## What the exercise asks
Your task is to extract the lines from the one holding "For each instance of the engine intake, set" through the end of the material. Set them down exactly and add nothing.

(Entries from a point annotation set)
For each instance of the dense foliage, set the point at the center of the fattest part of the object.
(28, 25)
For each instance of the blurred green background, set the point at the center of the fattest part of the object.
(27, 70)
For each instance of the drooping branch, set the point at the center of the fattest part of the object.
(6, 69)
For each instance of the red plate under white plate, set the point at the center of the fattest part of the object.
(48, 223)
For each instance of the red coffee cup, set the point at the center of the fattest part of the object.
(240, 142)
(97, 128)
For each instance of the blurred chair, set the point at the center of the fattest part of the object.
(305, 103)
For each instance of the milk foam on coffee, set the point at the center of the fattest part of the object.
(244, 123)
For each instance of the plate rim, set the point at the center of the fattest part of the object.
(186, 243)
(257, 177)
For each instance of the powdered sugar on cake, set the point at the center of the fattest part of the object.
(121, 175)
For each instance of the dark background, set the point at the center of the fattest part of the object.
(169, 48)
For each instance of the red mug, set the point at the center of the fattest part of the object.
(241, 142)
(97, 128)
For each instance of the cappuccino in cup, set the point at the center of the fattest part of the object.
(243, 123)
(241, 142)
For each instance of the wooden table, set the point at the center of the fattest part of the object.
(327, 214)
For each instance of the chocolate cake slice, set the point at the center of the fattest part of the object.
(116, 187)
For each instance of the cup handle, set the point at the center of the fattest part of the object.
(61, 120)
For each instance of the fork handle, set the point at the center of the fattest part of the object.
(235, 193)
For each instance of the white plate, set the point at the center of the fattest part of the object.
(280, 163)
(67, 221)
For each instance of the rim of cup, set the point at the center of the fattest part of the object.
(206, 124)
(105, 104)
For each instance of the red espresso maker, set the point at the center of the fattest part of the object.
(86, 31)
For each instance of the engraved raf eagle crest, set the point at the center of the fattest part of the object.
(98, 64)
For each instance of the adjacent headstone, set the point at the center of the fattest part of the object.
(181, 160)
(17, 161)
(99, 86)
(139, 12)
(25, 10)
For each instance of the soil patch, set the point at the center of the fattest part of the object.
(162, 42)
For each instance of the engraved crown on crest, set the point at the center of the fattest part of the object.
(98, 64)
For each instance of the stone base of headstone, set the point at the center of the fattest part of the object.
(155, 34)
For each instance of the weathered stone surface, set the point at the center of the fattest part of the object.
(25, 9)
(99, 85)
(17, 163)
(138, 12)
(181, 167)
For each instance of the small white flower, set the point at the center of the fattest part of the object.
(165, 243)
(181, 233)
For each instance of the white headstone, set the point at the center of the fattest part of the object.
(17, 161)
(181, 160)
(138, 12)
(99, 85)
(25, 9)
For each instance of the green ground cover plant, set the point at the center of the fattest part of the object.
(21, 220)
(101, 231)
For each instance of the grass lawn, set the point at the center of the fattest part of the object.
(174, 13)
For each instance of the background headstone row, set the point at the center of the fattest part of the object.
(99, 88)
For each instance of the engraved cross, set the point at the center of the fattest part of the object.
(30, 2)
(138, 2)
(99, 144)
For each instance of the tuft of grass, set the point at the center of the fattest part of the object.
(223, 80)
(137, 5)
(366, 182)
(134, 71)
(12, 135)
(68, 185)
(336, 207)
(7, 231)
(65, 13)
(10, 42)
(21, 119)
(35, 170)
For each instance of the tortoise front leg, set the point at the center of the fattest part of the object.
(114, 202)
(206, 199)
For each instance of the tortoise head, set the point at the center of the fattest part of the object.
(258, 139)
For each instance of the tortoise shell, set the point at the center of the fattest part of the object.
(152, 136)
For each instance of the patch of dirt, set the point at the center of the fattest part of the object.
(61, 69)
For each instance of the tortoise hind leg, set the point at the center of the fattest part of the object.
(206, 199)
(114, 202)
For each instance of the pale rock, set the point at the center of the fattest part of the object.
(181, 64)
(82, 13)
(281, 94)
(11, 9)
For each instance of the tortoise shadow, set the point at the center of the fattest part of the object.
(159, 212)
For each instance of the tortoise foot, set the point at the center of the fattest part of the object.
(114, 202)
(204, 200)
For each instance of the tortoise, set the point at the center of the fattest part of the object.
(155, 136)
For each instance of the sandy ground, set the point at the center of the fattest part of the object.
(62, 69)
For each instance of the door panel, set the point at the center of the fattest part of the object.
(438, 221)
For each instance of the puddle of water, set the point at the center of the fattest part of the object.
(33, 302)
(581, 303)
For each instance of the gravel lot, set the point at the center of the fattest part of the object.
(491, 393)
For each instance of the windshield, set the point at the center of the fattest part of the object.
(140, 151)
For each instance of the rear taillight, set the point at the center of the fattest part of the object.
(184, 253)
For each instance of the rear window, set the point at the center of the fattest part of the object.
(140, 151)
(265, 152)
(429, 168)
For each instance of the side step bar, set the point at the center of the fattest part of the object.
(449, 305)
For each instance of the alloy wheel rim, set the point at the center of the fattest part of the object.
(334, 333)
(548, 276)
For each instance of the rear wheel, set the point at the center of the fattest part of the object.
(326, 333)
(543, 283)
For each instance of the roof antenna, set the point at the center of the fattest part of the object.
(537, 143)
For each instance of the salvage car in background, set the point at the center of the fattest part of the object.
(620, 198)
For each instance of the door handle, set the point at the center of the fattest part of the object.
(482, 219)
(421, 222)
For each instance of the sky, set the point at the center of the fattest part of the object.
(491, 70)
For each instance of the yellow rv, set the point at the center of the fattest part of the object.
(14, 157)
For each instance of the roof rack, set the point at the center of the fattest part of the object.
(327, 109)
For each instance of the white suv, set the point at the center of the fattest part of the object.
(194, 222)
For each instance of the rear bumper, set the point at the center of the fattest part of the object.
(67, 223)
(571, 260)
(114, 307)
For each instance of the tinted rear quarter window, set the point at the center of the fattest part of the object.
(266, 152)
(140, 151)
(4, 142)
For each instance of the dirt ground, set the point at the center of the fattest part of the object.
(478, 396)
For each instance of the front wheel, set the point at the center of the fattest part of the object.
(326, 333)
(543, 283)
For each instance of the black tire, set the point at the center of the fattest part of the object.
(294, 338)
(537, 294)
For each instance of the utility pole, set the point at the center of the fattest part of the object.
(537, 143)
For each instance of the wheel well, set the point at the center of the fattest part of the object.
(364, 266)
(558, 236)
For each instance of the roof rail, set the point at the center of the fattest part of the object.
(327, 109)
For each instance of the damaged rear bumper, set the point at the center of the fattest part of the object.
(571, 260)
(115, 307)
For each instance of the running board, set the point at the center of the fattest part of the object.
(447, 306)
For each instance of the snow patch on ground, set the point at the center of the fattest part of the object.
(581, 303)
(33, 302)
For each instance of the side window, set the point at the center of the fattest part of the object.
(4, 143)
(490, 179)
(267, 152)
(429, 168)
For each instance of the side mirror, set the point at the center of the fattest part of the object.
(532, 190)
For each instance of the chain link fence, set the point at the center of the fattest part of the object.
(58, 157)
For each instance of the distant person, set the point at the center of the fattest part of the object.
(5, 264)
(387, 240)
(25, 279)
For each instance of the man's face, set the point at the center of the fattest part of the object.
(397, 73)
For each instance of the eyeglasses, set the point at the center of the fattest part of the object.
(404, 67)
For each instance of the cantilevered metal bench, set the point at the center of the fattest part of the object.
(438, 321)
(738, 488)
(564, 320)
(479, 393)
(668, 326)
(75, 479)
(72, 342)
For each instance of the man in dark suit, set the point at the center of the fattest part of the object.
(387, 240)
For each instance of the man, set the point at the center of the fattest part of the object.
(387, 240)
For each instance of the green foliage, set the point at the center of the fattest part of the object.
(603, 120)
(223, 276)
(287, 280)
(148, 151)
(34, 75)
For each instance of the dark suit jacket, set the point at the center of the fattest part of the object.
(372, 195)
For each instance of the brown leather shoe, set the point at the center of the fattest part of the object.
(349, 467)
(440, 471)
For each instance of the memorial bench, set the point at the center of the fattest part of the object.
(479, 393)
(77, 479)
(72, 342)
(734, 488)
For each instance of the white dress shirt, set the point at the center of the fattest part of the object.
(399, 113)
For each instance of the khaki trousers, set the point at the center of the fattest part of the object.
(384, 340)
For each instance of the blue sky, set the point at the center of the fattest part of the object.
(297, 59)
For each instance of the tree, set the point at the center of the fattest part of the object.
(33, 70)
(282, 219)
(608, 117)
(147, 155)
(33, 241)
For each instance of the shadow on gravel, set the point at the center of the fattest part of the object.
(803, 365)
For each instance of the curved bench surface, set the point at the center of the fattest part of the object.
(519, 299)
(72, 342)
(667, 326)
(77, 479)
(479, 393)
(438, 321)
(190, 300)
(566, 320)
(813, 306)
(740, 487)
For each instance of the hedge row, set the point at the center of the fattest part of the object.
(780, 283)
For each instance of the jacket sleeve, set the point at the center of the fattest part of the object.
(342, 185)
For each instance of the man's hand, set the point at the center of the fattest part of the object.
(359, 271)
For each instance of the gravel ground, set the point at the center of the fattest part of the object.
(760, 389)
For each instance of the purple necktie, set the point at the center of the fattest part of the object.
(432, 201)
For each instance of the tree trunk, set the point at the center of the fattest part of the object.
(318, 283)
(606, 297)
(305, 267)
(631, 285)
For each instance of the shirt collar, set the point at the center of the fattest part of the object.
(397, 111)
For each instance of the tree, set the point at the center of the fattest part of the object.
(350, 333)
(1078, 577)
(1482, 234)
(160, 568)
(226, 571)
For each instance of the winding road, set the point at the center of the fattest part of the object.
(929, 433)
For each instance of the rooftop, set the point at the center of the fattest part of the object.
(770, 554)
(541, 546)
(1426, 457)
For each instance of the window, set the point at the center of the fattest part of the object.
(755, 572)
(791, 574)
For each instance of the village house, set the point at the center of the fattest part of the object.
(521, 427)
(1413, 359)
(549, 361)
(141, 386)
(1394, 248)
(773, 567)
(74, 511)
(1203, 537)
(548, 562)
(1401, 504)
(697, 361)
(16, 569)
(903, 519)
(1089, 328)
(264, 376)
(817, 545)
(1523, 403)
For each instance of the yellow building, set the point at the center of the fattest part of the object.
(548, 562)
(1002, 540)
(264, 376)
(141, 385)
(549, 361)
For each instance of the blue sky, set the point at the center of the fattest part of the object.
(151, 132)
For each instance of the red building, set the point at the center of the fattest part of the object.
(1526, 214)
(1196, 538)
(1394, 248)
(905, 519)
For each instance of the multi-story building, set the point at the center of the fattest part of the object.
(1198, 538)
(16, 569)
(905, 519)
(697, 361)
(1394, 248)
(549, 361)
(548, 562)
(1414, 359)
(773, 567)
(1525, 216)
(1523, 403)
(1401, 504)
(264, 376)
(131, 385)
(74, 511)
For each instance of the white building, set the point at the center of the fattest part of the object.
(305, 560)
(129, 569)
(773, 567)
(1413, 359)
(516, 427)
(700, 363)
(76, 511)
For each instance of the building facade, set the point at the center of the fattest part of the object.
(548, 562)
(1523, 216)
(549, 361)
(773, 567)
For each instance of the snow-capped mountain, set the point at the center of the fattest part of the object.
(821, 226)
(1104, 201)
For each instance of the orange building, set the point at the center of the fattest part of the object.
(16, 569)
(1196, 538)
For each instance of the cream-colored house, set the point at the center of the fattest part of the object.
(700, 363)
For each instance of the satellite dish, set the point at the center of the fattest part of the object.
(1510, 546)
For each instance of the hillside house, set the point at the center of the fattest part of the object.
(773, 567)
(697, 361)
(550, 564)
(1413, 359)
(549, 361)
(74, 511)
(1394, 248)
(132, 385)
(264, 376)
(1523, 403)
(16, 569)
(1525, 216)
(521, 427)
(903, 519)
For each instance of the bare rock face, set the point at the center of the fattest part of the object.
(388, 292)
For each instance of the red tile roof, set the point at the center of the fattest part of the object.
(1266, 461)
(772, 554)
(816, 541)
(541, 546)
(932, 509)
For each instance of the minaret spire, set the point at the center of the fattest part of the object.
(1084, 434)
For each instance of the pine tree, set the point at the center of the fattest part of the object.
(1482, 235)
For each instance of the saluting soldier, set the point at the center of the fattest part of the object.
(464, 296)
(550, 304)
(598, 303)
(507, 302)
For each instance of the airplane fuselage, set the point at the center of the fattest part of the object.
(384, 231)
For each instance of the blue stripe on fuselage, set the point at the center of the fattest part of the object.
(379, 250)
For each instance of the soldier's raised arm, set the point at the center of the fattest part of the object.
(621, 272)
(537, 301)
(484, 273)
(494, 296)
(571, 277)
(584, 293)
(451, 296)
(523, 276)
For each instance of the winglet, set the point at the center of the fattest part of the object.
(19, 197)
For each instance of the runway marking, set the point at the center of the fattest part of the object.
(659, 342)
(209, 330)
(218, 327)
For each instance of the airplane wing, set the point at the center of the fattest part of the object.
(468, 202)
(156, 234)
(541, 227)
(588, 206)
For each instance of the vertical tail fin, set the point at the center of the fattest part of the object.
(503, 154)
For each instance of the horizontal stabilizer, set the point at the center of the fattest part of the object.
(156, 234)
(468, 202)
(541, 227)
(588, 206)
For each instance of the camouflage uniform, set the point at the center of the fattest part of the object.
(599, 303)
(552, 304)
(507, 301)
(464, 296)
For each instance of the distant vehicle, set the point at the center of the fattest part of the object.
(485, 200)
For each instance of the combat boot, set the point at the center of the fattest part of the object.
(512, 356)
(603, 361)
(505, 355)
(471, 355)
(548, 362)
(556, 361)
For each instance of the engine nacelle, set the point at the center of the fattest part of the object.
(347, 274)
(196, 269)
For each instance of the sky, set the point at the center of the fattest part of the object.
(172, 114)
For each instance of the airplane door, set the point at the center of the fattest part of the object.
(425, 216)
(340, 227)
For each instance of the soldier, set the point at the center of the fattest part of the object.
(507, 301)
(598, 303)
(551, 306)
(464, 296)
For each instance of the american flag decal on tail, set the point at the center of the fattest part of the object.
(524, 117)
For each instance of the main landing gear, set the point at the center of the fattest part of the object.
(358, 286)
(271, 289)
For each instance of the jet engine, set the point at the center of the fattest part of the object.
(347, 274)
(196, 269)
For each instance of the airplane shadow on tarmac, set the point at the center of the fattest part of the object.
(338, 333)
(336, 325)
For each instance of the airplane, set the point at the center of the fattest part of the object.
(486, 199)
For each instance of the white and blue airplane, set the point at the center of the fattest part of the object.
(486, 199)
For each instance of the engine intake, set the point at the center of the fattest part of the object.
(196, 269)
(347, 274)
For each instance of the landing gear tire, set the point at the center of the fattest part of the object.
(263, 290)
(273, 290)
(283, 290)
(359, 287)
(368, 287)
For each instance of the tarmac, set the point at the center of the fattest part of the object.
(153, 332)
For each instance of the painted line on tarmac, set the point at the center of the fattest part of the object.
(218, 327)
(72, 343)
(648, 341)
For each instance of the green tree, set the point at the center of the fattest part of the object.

## Complete answer
For each instance of the engine intake, set the point at the center of the fattest part of the object.
(196, 269)
(347, 274)
For each instance of the landing gear tire, set the point at the center of the fattest part of the object.
(263, 290)
(273, 290)
(283, 290)
(359, 287)
(368, 287)
For each instance of the tarmac, set the point at the center of the fattest part of the object.
(153, 332)
For each instance of the painted line on tarmac, set the point at the center of the fattest part of the object.
(218, 327)
(72, 343)
(648, 341)
For each instance of the green tree, set the point at the center of the fattest part of the object.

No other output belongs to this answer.